------ ENTRIES PROVIDED ------

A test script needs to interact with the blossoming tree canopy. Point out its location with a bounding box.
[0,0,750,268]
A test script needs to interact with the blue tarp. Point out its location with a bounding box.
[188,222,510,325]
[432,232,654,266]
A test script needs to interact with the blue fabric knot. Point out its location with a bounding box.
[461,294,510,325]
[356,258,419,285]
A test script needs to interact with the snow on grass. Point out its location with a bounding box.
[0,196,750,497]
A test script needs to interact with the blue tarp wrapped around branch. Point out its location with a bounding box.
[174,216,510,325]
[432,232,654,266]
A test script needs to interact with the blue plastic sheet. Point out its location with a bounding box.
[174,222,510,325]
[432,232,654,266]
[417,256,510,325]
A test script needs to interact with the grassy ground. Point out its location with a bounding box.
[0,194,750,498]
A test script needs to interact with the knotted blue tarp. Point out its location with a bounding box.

------

OBJECTIVE: Copy the items above again, switching each "test script" to "automated agent" and keeping everything else the same.

SOLUTION BELOW:
A automated agent needs to interact with the blossoming tree canopy. Point out its location with a bounding box.
[0,0,750,268]
A automated agent needs to interact with the blue tarp. Point out its location with a bounding box.
[188,222,510,325]
[432,232,654,266]
A automated agent needs to interact with the blue fabric knot. Point out its location with a bounding box.
[461,294,510,325]
[356,258,419,285]
A automated agent needs to interact with the snow on grass. Point out its location with a bounding box.
[0,196,750,497]
A automated agent needs to interact with the blue tarp wrapped around branch. Point out its location with a bounding box.
[174,216,510,325]
[432,232,654,266]
A automated agent needs to interact with the blue plastic sheet. Point out its location with a bounding box.
[174,222,510,325]
[432,232,654,266]
[417,256,510,325]
A automated agent needs to interact with the grassy ground. Point out its location with a bounding box.
[0,194,750,498]
A automated agent needs to interact with the knotted blue tarp. Point out its location with a bounding box.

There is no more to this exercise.